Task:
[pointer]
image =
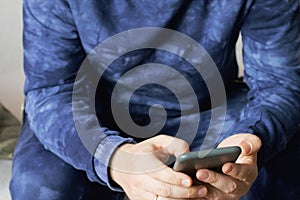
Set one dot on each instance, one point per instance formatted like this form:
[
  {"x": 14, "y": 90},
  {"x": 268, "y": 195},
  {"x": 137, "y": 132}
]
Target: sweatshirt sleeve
[
  {"x": 271, "y": 53},
  {"x": 52, "y": 56}
]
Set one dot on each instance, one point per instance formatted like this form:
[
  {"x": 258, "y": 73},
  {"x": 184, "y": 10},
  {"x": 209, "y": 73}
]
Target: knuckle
[
  {"x": 164, "y": 191},
  {"x": 232, "y": 188}
]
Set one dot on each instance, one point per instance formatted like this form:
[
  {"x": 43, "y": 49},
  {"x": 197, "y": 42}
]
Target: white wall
[{"x": 11, "y": 58}]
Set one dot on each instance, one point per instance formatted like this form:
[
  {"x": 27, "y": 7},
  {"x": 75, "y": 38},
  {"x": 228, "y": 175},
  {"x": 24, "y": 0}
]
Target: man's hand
[
  {"x": 139, "y": 169},
  {"x": 238, "y": 177}
]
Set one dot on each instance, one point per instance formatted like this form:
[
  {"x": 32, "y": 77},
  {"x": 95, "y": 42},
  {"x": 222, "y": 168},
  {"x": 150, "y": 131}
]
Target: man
[{"x": 52, "y": 160}]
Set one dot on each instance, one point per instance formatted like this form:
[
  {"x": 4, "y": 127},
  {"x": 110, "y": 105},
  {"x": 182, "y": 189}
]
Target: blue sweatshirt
[{"x": 59, "y": 34}]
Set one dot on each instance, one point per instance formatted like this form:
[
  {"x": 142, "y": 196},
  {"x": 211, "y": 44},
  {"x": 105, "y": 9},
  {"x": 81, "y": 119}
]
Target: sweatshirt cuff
[{"x": 102, "y": 156}]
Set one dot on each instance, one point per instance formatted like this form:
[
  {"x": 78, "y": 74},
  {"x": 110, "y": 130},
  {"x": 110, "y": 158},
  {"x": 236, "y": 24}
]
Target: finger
[
  {"x": 172, "y": 191},
  {"x": 219, "y": 181},
  {"x": 144, "y": 195},
  {"x": 166, "y": 198},
  {"x": 243, "y": 172},
  {"x": 214, "y": 193},
  {"x": 171, "y": 145},
  {"x": 168, "y": 175},
  {"x": 249, "y": 143}
]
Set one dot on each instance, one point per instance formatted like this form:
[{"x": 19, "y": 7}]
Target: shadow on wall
[{"x": 9, "y": 132}]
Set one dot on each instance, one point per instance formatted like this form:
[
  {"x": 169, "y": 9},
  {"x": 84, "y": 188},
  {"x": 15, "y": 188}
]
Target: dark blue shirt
[{"x": 59, "y": 34}]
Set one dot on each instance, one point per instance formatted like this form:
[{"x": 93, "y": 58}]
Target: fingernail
[
  {"x": 185, "y": 182},
  {"x": 228, "y": 169},
  {"x": 247, "y": 147},
  {"x": 202, "y": 192},
  {"x": 203, "y": 175}
]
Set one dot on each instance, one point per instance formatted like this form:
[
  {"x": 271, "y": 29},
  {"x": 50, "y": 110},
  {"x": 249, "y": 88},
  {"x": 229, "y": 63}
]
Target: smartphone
[{"x": 214, "y": 158}]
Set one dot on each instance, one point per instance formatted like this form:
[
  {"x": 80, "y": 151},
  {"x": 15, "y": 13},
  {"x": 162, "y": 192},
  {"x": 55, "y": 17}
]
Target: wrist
[{"x": 117, "y": 161}]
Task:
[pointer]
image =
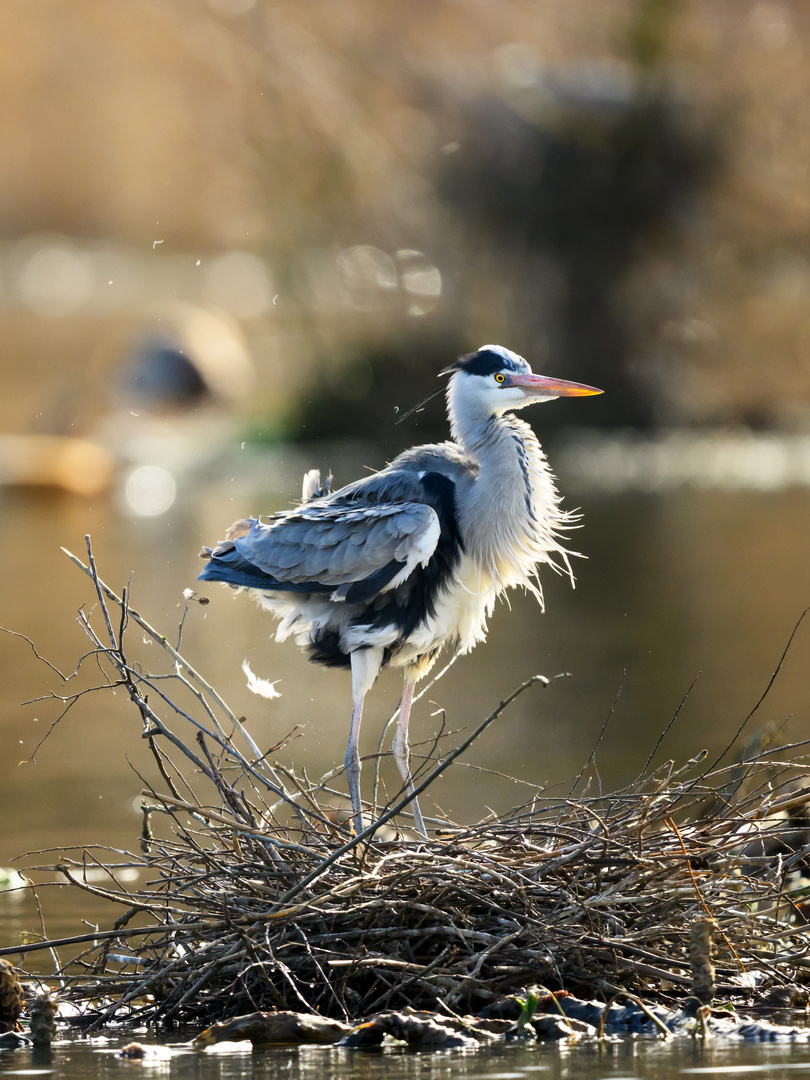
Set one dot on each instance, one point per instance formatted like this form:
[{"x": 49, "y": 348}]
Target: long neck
[{"x": 511, "y": 518}]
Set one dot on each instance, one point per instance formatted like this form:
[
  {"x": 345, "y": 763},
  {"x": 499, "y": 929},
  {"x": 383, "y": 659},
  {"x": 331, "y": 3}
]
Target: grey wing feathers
[{"x": 338, "y": 544}]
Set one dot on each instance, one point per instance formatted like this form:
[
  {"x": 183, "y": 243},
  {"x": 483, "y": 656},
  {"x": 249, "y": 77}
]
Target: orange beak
[{"x": 540, "y": 386}]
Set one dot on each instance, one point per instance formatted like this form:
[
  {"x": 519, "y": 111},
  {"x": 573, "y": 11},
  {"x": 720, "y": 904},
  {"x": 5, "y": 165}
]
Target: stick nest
[{"x": 253, "y": 894}]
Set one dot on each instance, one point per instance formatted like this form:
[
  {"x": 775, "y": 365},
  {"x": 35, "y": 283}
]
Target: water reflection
[
  {"x": 676, "y": 584},
  {"x": 639, "y": 1058}
]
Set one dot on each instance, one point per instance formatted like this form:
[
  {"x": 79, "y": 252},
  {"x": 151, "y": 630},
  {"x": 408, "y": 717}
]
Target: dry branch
[{"x": 253, "y": 896}]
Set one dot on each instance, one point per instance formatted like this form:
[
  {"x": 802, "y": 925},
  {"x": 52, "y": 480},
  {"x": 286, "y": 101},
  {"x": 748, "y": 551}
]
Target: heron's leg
[
  {"x": 401, "y": 750},
  {"x": 365, "y": 667}
]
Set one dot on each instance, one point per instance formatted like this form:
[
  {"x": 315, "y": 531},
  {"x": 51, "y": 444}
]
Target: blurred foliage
[{"x": 616, "y": 190}]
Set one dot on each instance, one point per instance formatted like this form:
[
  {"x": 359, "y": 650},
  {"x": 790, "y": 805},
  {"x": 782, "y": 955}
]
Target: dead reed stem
[{"x": 252, "y": 894}]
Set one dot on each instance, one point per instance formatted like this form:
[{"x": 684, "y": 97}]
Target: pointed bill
[{"x": 541, "y": 386}]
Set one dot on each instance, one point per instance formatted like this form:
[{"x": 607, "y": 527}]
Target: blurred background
[{"x": 238, "y": 235}]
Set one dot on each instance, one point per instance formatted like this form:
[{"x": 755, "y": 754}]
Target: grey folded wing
[{"x": 342, "y": 545}]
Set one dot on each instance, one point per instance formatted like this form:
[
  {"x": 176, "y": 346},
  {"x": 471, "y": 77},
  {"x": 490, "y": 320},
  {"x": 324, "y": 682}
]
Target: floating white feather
[{"x": 262, "y": 687}]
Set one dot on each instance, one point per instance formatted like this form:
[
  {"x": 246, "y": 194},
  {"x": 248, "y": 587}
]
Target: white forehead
[{"x": 511, "y": 360}]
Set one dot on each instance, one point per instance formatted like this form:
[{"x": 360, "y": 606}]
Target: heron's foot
[{"x": 401, "y": 756}]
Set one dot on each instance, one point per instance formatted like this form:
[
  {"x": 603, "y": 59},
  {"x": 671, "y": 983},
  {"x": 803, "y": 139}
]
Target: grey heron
[{"x": 388, "y": 570}]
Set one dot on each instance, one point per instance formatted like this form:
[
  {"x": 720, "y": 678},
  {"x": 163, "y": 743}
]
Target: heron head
[{"x": 495, "y": 379}]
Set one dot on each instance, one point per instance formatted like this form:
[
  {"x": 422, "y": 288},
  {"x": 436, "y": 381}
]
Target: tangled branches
[{"x": 253, "y": 895}]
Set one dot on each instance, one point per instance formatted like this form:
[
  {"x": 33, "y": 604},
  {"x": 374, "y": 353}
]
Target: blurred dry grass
[{"x": 618, "y": 189}]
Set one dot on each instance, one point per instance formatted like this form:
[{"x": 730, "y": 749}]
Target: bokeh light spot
[{"x": 150, "y": 490}]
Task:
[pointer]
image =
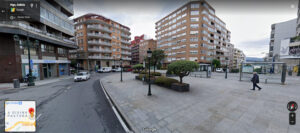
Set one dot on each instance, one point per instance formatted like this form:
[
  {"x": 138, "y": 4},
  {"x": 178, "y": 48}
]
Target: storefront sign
[{"x": 46, "y": 61}]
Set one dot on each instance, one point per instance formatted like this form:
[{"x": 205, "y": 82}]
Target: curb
[{"x": 127, "y": 125}]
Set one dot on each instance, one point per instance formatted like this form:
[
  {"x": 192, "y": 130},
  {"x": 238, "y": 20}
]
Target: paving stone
[{"x": 213, "y": 105}]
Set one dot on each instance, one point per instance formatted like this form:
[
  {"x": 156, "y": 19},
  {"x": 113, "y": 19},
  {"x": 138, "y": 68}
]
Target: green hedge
[{"x": 164, "y": 81}]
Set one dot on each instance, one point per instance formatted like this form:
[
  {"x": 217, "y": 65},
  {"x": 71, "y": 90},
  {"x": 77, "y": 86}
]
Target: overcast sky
[{"x": 248, "y": 20}]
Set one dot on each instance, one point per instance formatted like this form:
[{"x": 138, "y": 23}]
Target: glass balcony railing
[
  {"x": 23, "y": 26},
  {"x": 98, "y": 27},
  {"x": 99, "y": 43}
]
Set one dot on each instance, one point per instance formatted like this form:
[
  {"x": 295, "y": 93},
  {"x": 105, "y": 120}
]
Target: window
[
  {"x": 194, "y": 12},
  {"x": 194, "y": 19},
  {"x": 194, "y": 39},
  {"x": 193, "y": 58},
  {"x": 194, "y": 5},
  {"x": 183, "y": 9},
  {"x": 61, "y": 51},
  {"x": 193, "y": 45},
  {"x": 194, "y": 32},
  {"x": 205, "y": 19},
  {"x": 194, "y": 52},
  {"x": 194, "y": 25}
]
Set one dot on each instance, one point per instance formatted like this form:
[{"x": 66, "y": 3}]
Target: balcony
[
  {"x": 125, "y": 36},
  {"x": 99, "y": 43},
  {"x": 99, "y": 50},
  {"x": 97, "y": 35},
  {"x": 33, "y": 30},
  {"x": 126, "y": 53},
  {"x": 124, "y": 47},
  {"x": 100, "y": 57},
  {"x": 98, "y": 27},
  {"x": 126, "y": 58},
  {"x": 125, "y": 42}
]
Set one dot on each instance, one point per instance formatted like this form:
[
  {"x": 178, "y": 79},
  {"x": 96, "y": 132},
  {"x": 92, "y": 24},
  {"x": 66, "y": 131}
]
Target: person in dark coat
[{"x": 255, "y": 81}]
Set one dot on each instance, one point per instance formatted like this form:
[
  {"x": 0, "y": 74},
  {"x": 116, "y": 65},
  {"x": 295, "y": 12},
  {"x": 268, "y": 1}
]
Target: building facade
[
  {"x": 102, "y": 42},
  {"x": 193, "y": 32},
  {"x": 135, "y": 58},
  {"x": 279, "y": 32},
  {"x": 238, "y": 57},
  {"x": 50, "y": 34},
  {"x": 144, "y": 46}
]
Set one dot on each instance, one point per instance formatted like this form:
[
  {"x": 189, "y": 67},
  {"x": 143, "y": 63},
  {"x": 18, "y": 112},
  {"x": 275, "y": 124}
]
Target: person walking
[{"x": 255, "y": 81}]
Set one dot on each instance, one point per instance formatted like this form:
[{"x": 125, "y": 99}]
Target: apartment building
[
  {"x": 193, "y": 32},
  {"x": 145, "y": 45},
  {"x": 279, "y": 32},
  {"x": 135, "y": 59},
  {"x": 298, "y": 20},
  {"x": 50, "y": 34},
  {"x": 238, "y": 57},
  {"x": 102, "y": 42}
]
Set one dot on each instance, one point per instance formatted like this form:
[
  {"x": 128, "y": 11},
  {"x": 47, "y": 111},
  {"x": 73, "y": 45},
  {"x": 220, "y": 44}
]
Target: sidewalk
[
  {"x": 37, "y": 83},
  {"x": 211, "y": 106}
]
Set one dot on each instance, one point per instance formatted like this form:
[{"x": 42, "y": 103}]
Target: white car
[
  {"x": 116, "y": 69},
  {"x": 82, "y": 76},
  {"x": 219, "y": 70},
  {"x": 104, "y": 69}
]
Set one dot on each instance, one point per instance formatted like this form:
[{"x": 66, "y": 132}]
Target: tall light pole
[
  {"x": 28, "y": 45},
  {"x": 149, "y": 55},
  {"x": 121, "y": 61},
  {"x": 226, "y": 69}
]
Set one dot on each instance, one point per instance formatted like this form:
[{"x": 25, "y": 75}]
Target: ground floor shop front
[
  {"x": 96, "y": 64},
  {"x": 45, "y": 69}
]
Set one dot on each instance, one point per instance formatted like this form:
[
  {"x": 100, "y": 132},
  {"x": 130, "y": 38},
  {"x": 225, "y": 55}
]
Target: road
[{"x": 68, "y": 107}]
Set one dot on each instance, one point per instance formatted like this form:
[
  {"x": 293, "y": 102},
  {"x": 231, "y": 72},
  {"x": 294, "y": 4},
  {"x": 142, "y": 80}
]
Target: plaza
[{"x": 213, "y": 105}]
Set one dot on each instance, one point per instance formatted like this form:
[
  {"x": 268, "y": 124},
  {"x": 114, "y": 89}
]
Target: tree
[
  {"x": 138, "y": 67},
  {"x": 157, "y": 57},
  {"x": 216, "y": 63},
  {"x": 182, "y": 68}
]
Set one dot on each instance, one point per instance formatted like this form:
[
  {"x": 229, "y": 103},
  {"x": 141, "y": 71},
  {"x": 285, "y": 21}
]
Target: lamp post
[
  {"x": 298, "y": 74},
  {"x": 226, "y": 69},
  {"x": 28, "y": 45},
  {"x": 121, "y": 61},
  {"x": 149, "y": 55}
]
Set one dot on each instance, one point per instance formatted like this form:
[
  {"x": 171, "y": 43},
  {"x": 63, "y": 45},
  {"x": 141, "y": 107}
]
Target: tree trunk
[{"x": 180, "y": 79}]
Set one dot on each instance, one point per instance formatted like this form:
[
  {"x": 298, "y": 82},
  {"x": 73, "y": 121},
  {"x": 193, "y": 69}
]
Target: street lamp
[
  {"x": 226, "y": 69},
  {"x": 299, "y": 68},
  {"x": 121, "y": 61},
  {"x": 149, "y": 55},
  {"x": 29, "y": 45}
]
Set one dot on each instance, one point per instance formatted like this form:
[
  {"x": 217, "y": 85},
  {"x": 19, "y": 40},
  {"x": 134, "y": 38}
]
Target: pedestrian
[{"x": 255, "y": 81}]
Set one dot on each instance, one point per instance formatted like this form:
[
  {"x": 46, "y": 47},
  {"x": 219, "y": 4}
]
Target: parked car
[
  {"x": 219, "y": 70},
  {"x": 82, "y": 76},
  {"x": 104, "y": 69},
  {"x": 116, "y": 69}
]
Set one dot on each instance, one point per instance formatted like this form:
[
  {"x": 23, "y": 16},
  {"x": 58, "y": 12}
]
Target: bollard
[{"x": 16, "y": 83}]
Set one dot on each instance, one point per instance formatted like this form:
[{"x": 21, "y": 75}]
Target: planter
[{"x": 180, "y": 87}]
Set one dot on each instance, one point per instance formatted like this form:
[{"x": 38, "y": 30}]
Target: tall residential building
[
  {"x": 280, "y": 31},
  {"x": 135, "y": 59},
  {"x": 51, "y": 34},
  {"x": 193, "y": 32},
  {"x": 238, "y": 57},
  {"x": 144, "y": 46},
  {"x": 102, "y": 42},
  {"x": 298, "y": 20}
]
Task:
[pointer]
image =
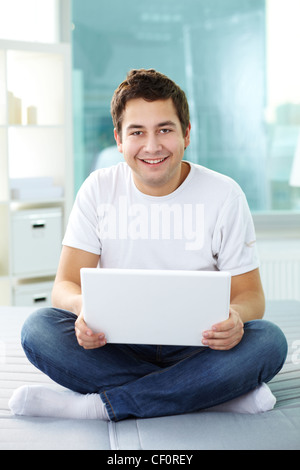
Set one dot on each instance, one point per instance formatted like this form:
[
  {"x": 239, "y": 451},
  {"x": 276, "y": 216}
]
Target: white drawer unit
[
  {"x": 36, "y": 241},
  {"x": 35, "y": 295}
]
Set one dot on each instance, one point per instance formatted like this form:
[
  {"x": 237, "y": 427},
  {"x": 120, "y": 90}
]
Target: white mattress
[{"x": 277, "y": 429}]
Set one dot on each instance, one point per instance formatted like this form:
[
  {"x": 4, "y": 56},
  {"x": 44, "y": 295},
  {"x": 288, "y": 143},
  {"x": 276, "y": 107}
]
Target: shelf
[{"x": 35, "y": 142}]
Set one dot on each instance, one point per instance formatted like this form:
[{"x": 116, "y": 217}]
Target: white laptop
[{"x": 154, "y": 306}]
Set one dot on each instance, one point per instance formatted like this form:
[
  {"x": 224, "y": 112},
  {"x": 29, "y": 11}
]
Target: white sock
[
  {"x": 38, "y": 400},
  {"x": 256, "y": 401}
]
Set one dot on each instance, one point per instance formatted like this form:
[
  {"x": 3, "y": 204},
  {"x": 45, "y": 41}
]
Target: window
[
  {"x": 29, "y": 20},
  {"x": 237, "y": 60}
]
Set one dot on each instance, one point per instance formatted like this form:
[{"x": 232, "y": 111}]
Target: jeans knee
[{"x": 272, "y": 342}]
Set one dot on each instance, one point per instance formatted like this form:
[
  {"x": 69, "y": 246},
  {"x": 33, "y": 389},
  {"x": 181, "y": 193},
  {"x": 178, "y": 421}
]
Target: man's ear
[
  {"x": 118, "y": 140},
  {"x": 187, "y": 137}
]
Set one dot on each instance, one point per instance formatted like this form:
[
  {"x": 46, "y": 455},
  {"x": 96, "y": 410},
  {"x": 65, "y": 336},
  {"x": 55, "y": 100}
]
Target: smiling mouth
[{"x": 154, "y": 161}]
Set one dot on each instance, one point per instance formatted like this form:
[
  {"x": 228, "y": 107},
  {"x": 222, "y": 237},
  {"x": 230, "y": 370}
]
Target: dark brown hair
[{"x": 151, "y": 86}]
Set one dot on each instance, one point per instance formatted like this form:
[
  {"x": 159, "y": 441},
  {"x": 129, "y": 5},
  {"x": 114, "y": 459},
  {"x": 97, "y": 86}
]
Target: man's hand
[
  {"x": 86, "y": 337},
  {"x": 225, "y": 335}
]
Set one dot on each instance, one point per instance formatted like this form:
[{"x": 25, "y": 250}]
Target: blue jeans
[{"x": 144, "y": 381}]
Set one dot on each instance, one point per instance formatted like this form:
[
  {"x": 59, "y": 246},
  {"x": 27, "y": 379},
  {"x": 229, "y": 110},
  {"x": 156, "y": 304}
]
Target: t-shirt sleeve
[
  {"x": 234, "y": 241},
  {"x": 82, "y": 228}
]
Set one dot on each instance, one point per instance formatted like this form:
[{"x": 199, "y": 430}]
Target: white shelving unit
[{"x": 35, "y": 142}]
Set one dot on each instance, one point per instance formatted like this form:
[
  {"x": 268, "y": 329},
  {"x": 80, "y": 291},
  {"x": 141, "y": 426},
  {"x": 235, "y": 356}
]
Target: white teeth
[{"x": 154, "y": 161}]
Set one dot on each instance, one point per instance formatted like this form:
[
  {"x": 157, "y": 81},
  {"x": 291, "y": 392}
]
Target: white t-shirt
[{"x": 205, "y": 224}]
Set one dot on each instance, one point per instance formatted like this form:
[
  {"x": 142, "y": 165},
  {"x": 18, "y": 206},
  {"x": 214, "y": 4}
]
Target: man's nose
[{"x": 152, "y": 144}]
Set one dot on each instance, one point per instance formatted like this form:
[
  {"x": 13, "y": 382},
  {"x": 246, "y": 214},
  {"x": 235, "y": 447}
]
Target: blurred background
[{"x": 237, "y": 61}]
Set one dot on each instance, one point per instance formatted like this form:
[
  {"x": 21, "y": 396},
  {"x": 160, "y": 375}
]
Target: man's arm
[
  {"x": 247, "y": 303},
  {"x": 66, "y": 292}
]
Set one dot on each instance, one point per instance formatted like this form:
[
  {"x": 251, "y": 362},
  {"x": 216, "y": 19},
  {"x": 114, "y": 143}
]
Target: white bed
[{"x": 276, "y": 429}]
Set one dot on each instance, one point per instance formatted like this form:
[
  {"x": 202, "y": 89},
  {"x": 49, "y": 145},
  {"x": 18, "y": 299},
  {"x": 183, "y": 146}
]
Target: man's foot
[
  {"x": 257, "y": 401},
  {"x": 38, "y": 400}
]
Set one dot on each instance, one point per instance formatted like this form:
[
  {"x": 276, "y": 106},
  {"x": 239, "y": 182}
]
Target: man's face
[{"x": 153, "y": 145}]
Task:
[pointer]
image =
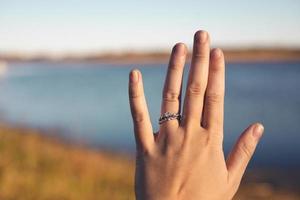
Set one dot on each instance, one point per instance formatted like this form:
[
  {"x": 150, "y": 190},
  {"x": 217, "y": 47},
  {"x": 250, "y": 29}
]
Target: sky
[{"x": 84, "y": 26}]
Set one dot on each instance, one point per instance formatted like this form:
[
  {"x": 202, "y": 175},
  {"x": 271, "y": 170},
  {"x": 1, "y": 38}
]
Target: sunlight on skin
[{"x": 185, "y": 159}]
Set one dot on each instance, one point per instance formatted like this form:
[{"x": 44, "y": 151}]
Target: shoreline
[
  {"x": 231, "y": 55},
  {"x": 27, "y": 154}
]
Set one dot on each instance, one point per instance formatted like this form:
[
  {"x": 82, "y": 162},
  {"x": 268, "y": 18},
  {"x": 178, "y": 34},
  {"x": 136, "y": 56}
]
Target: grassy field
[{"x": 35, "y": 167}]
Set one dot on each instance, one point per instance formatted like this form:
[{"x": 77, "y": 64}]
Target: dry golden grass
[
  {"x": 32, "y": 167},
  {"x": 35, "y": 167}
]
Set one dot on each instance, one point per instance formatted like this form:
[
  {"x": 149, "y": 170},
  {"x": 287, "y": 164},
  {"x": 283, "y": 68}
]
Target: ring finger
[{"x": 172, "y": 89}]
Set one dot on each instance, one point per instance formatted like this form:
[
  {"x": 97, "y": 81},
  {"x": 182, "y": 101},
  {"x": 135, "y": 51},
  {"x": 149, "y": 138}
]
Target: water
[{"x": 89, "y": 103}]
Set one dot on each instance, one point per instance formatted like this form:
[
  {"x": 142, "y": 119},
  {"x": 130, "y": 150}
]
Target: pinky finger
[{"x": 139, "y": 111}]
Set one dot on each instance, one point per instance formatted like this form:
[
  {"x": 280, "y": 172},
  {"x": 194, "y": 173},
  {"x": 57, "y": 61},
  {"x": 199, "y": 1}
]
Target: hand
[{"x": 185, "y": 159}]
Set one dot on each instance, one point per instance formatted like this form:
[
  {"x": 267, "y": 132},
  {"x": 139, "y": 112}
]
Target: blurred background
[{"x": 65, "y": 125}]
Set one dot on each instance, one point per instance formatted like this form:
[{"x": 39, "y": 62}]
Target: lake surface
[{"x": 88, "y": 103}]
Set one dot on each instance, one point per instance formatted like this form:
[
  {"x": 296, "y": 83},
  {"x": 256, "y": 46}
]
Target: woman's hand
[{"x": 185, "y": 159}]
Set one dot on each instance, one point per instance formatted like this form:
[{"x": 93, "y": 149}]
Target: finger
[
  {"x": 197, "y": 78},
  {"x": 139, "y": 111},
  {"x": 214, "y": 95},
  {"x": 173, "y": 82},
  {"x": 242, "y": 152}
]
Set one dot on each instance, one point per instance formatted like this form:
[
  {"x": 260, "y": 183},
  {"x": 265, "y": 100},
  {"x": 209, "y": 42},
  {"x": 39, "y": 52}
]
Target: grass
[{"x": 36, "y": 167}]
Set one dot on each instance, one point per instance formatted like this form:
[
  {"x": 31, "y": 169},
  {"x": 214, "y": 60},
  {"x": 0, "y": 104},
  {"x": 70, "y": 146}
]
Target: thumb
[{"x": 242, "y": 151}]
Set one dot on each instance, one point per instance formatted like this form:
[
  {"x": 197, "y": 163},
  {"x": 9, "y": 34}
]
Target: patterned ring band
[{"x": 167, "y": 116}]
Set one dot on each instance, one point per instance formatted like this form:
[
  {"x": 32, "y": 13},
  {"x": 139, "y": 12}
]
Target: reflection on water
[{"x": 89, "y": 103}]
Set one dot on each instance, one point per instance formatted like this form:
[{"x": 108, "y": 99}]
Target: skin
[{"x": 185, "y": 159}]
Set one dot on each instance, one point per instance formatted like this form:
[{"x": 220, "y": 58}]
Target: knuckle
[
  {"x": 214, "y": 98},
  {"x": 195, "y": 89},
  {"x": 170, "y": 96},
  {"x": 133, "y": 94},
  {"x": 174, "y": 66},
  {"x": 138, "y": 117}
]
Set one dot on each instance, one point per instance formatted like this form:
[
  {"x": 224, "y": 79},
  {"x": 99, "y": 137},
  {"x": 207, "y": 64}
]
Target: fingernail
[
  {"x": 201, "y": 36},
  {"x": 134, "y": 76},
  {"x": 216, "y": 53},
  {"x": 179, "y": 49},
  {"x": 258, "y": 131}
]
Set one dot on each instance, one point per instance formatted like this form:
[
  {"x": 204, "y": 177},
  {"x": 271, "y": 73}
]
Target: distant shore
[
  {"x": 35, "y": 166},
  {"x": 231, "y": 55}
]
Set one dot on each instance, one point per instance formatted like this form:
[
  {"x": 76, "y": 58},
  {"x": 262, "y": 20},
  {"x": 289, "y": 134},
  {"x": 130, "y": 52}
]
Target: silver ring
[{"x": 167, "y": 116}]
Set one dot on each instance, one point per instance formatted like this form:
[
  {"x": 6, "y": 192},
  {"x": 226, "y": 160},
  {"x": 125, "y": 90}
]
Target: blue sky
[{"x": 57, "y": 26}]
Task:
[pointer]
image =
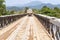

____________

Set task
Count the lines in the entries above that contain the word "tall", and reply with that number only.

Exercise answer
2